What you need to do ▸
Only the number is wanted: how many lines of the data contain "Target"?

------ Information ------

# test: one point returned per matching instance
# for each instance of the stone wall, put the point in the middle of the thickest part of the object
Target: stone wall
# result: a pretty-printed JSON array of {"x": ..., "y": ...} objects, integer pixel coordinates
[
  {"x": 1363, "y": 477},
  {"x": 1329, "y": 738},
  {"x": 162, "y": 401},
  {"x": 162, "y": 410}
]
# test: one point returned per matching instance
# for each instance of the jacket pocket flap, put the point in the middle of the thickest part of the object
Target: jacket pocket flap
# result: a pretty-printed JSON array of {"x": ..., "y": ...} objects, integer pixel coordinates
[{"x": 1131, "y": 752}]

------

Answer to the problem ▸
2